Skip to content

Architecture Migration: Support both Cloudflare Serverless and Self-hosted Options #2753

@baderdean

Description

@baderdean

Problem Statement

The current architecture has limitations with Supabase's worker constraints:

  • Throughput limits: Supabase has limited throughput for high-volume mining
  • Worker duration: Edge Functions have execution time limits (not suitable for long-running mining)
  • Egress costs: High data transfer costs from Supabase
  • Redis dependency: Currently relies on Redis for queue management

Current Architecture Issues

  • Mining processes run on Express backend with Redis as message queue
  • All data flows through Supabase PostgreSQL (including temporary mining data)
  • Limited scalability for concurrent mining sessions
  • No separation between permanent data and temporary mining data

Proposed Solution: Two Independent Modes

Goal: Support two mutually exclusive deployment modes:

  • Cloudflare - Production/SaaS deployment (leadminer.io)
  • PostgreSQL - Dev/Local/Self-hosted deployment

Mode A: Cloudflare Serverless (Production - leadminer.io)

┌──────────────┐    ┌──────────────┐    ┌──────────────────┐
│   IMAP       │───▶│ Email Fetcher │───▶│  Cloudflare R2   │
│   Server     │    │  (Bun/Node)   │    │  (Raw emails)    │
└──────────────┘    └──────┬───────┘    └────────┬─────────┘
                           │                      │
                           ▼                      ▼
                  ┌────────────────┐    ┌──────────────────┐
                  │ Cloudflare     │    │  D1 (SQL)        │
                  │ Queues        │───▶│  (Temp mining    │
                  │ (Work Queue)  │    │   tables)        │
                  └────────┬───────┘    └────────┬─────────┘
                           │                      │
                           ▼                      │
                  ┌────────────────┐               │
                  │ Cloudflare     │───────────────┘
                  │ Workers        │    Write refined contacts
                  │ (Processors)   │
                  └────────┬───────┘
                           │
                           ▼
                  ┌────────────────┐
                  │  Supabase      │
                  │  PostgreSQL   │
                  │  (Permanent)  │
                  └────────────────┘

Components:

Component Solution Cost
Mining Workers Cloudflare Workers $5-50/mo
Work Queue Cloudflare Queues $5-20/mo
Raw Email Storage Cloudflare R2 $5-15/mo
Temp Tables Cloudflare D1 $5-15/mo
Permanent Data Supabase PostgreSQL $25/mo

Total: ~$45-125/mo

Mode B: PostgreSQL (Dev/Local/Self-Hosted)

****************

**GIVEN EXERCISE A**
In the architecture proposal, switch "deployment" to "hosting" and give the passage from "Goal: Support two" up to and including "(Production - leadminer.io)".
The architecture proposal and the records are separate material.

****************

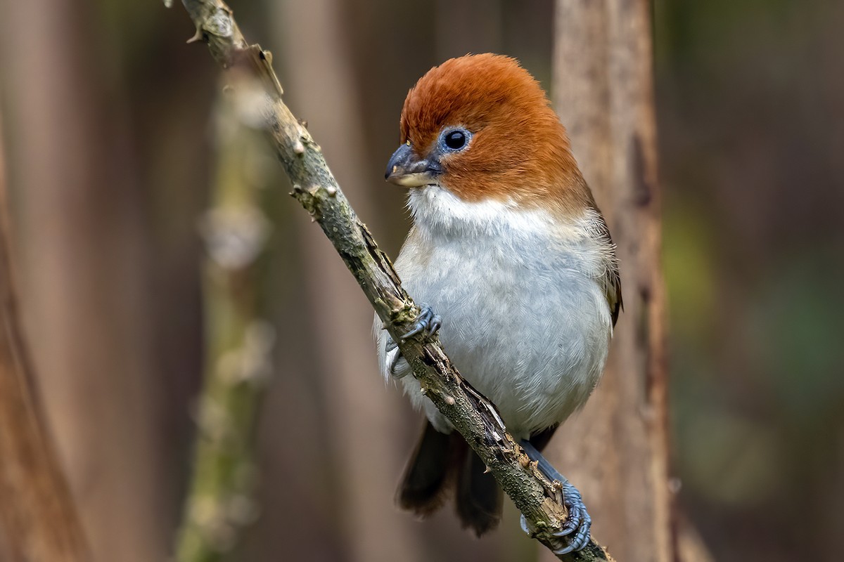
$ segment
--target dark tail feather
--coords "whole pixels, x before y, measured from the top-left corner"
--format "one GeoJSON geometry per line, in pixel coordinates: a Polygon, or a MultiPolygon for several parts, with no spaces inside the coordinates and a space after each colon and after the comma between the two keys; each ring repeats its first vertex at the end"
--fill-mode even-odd
{"type": "Polygon", "coordinates": [[[459,434],[440,433],[425,423],[398,484],[396,500],[402,509],[424,517],[442,506],[455,462],[454,436],[460,438],[459,434]]]}
{"type": "Polygon", "coordinates": [[[491,531],[501,520],[503,493],[492,473],[473,452],[469,451],[460,469],[455,506],[463,527],[479,537],[491,531]]]}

****************

**GIVEN EXERCISE B**
Please convert the lines of all the records into a numbered list, skipping blank lines and leaving the pictures out.

**COMPLETE RESPONSE A**
Goal: Support two mutually exclusive hosting modes:

  • Cloudflare - Production/SaaS hosting (leadminer.io)
  • PostgreSQL - Dev/Local/Self-hosted hosting

Mode A: Cloudflare Serverless (Production - leadminer.io)

**COMPLETE RESPONSE B**
1. $ segment
2. --target dark tail feather
3. --coords "whole pixels, x before y, measured from the top-left corner"
4. --format "one GeoJSON geometry per line, in pixel coordinates: a Polygon, or a MultiPolygon for several parts, with no spaces inside the coordinates and a space after each colon and after the comma between the two keys; each ring repeats its first vertex at the end"
5. --fill-mode even-odd
6. {"type": "Polygon", "coordinates": [[[459,434],[440,433],[425,423],[398,484],[396,500],[402,509],[424,517],[442,506],[455,462],[454,436],[460,438],[459,434]]]}
7. {"type": "Polygon", "coordinates": [[[491,531],[501,520],[503,493],[492,473],[473,452],[469,451],[460,469],[455,506],[463,527],[479,537],[491,531]]]}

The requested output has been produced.